> What is being asked
Only the lines from the one with "Can you spot the water" through the end of the material, both ends included, should be retyped exactly.

::: Data supplied

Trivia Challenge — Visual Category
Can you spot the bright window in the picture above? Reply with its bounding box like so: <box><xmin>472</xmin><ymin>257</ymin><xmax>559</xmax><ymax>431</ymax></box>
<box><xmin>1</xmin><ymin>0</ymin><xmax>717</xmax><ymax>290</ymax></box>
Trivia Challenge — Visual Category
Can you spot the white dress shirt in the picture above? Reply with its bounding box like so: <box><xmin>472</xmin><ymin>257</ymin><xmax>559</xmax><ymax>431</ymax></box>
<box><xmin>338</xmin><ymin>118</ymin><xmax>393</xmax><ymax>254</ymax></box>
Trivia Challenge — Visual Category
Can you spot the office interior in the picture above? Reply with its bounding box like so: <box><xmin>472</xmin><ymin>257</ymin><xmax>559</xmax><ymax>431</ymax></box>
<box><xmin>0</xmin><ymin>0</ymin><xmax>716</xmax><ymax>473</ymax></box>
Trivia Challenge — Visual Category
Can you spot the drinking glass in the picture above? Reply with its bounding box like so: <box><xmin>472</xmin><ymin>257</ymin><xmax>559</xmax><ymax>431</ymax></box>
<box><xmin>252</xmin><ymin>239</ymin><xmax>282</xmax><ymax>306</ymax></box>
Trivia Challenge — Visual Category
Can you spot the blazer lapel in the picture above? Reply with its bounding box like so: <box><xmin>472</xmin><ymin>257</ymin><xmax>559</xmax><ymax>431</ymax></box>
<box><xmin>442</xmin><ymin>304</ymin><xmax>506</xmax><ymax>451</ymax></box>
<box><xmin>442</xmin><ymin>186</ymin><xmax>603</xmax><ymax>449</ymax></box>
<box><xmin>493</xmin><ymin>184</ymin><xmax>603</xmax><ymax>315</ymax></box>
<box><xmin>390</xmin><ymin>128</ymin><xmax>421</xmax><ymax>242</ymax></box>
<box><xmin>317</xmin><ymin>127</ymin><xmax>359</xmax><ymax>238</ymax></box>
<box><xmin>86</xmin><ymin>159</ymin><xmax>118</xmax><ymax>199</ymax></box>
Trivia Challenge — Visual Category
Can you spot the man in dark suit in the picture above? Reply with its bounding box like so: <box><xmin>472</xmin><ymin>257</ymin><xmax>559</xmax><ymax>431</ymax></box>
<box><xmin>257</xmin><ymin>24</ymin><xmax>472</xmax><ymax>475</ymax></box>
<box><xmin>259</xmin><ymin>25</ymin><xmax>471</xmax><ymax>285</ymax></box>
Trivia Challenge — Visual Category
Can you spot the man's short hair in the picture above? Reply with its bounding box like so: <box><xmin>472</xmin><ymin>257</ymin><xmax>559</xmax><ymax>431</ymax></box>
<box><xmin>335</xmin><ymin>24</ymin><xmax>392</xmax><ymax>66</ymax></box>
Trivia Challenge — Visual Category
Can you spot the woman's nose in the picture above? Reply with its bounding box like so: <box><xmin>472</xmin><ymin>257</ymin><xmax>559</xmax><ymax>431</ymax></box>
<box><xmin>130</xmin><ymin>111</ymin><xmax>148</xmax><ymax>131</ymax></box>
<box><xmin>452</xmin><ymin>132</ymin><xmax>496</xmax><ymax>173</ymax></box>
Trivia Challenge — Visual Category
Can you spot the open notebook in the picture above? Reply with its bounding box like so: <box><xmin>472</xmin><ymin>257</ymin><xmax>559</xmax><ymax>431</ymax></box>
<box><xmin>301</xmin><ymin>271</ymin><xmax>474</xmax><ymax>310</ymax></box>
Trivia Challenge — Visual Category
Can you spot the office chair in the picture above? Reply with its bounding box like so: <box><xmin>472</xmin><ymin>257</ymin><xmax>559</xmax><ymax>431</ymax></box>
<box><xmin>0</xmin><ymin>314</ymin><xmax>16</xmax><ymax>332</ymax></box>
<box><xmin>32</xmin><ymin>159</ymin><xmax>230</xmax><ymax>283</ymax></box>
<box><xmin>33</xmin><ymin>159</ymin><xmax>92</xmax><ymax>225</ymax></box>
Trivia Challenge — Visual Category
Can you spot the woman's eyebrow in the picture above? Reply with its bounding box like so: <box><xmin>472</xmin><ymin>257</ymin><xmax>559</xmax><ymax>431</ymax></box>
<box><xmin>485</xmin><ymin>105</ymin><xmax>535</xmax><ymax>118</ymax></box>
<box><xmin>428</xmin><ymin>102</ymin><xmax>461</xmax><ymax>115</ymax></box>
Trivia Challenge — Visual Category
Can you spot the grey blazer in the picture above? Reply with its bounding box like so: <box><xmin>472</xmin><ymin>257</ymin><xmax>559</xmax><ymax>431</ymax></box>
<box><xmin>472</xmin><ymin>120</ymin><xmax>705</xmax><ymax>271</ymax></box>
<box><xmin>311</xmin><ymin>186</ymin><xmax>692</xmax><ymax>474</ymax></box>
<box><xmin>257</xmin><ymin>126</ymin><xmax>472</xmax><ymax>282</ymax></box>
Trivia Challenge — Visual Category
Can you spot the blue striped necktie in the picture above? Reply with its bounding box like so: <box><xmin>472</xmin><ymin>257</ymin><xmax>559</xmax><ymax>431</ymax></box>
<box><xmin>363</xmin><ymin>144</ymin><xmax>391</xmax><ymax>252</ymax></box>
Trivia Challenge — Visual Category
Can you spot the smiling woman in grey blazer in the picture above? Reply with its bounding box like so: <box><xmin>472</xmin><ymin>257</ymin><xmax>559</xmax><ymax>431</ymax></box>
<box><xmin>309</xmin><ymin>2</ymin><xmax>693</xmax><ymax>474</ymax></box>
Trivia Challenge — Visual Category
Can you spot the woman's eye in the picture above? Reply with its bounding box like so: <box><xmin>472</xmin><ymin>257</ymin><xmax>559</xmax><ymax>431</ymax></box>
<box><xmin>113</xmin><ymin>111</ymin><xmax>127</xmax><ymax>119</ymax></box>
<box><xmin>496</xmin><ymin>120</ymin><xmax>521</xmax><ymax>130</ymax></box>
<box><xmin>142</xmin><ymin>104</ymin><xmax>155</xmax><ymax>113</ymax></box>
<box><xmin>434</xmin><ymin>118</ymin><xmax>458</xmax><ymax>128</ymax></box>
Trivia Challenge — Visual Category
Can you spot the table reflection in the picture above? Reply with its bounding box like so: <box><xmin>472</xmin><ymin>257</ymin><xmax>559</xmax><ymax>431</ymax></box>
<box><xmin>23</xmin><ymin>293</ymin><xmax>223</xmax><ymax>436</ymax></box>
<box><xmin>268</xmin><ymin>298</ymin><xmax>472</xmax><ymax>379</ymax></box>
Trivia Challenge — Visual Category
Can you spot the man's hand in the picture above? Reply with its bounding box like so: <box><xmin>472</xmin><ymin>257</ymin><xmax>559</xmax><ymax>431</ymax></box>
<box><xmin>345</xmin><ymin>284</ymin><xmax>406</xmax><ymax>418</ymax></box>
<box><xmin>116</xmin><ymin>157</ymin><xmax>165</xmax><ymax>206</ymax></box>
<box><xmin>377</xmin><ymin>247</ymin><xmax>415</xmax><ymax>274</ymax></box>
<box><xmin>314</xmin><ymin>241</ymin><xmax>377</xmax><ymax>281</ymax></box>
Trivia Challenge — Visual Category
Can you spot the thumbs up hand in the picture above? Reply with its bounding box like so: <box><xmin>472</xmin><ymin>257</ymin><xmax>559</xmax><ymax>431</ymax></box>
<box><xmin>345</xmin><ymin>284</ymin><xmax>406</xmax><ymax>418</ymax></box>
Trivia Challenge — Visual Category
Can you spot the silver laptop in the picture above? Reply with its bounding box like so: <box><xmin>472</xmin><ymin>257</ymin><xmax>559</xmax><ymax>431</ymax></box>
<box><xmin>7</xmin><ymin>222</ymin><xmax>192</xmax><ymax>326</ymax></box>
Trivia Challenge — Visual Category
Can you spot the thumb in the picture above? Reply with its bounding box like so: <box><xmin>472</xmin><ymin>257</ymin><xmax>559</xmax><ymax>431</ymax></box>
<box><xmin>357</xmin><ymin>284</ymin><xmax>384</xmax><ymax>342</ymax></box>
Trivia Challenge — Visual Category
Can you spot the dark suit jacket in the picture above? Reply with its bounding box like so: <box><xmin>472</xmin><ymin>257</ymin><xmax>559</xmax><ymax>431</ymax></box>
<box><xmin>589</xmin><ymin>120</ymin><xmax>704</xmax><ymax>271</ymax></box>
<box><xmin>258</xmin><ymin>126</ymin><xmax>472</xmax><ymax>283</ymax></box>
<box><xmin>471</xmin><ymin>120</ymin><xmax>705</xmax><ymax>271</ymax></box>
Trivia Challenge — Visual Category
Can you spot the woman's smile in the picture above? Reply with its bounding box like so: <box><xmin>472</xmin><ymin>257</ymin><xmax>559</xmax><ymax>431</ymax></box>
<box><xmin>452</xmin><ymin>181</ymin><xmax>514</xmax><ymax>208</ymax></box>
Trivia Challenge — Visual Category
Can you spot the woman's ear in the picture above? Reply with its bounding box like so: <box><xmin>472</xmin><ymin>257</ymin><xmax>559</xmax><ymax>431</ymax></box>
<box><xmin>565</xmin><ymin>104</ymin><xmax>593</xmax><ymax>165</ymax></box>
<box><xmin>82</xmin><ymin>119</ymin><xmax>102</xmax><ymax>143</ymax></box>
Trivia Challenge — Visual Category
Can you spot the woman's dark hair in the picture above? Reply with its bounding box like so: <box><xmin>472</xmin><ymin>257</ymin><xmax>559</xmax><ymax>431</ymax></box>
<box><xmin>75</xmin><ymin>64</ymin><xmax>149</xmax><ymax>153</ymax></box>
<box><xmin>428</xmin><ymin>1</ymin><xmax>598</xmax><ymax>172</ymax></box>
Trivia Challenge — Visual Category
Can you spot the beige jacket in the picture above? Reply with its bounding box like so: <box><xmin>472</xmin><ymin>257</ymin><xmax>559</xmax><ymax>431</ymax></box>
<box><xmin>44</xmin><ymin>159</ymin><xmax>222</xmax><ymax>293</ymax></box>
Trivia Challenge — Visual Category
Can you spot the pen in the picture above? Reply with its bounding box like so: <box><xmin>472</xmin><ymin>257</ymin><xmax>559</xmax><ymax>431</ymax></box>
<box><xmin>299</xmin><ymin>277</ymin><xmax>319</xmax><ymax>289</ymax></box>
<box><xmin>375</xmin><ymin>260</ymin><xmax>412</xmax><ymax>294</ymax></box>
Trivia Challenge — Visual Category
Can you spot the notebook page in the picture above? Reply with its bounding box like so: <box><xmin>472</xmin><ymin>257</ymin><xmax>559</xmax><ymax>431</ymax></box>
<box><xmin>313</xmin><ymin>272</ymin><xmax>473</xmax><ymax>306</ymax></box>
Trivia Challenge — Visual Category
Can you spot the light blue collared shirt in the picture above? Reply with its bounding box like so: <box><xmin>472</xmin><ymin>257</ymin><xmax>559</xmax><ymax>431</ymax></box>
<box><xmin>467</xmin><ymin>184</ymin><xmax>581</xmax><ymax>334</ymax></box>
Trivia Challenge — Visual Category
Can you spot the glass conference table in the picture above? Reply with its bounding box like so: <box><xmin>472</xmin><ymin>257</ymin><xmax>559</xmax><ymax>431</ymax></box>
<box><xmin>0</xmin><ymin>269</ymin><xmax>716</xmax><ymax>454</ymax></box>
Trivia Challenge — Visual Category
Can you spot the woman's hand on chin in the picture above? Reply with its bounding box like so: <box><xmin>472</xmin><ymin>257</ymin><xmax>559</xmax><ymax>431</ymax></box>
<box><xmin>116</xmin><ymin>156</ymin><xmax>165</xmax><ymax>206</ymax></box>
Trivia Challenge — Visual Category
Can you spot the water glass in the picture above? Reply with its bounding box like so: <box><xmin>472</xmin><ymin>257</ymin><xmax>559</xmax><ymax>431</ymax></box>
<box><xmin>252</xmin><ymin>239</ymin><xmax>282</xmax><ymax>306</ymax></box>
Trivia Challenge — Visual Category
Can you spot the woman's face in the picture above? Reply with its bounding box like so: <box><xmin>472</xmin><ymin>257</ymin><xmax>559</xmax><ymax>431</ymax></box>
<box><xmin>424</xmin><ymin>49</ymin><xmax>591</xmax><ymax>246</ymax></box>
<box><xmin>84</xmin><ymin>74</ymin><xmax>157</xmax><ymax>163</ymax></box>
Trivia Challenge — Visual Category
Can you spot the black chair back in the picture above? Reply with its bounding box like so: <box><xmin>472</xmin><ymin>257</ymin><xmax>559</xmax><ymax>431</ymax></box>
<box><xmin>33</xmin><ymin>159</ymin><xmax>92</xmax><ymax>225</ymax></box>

::::::

> Task answer
Can you spot the water glass in the picture above? Reply with its bounding box like so: <box><xmin>472</xmin><ymin>257</ymin><xmax>559</xmax><ymax>431</ymax></box>
<box><xmin>252</xmin><ymin>239</ymin><xmax>282</xmax><ymax>306</ymax></box>
Trivia Challenge — Visual Category
Can you spot the woman's face in the picture above? Reply with its bounding box like so: <box><xmin>472</xmin><ymin>257</ymin><xmax>559</xmax><ymax>431</ymax></box>
<box><xmin>424</xmin><ymin>49</ymin><xmax>591</xmax><ymax>246</ymax></box>
<box><xmin>84</xmin><ymin>74</ymin><xmax>157</xmax><ymax>163</ymax></box>
Trivia Challenge — Visual Category
Can you spot the black chair back in the picture above? Reply with its bounding box like so: <box><xmin>472</xmin><ymin>257</ymin><xmax>559</xmax><ymax>431</ymax></box>
<box><xmin>33</xmin><ymin>159</ymin><xmax>92</xmax><ymax>225</ymax></box>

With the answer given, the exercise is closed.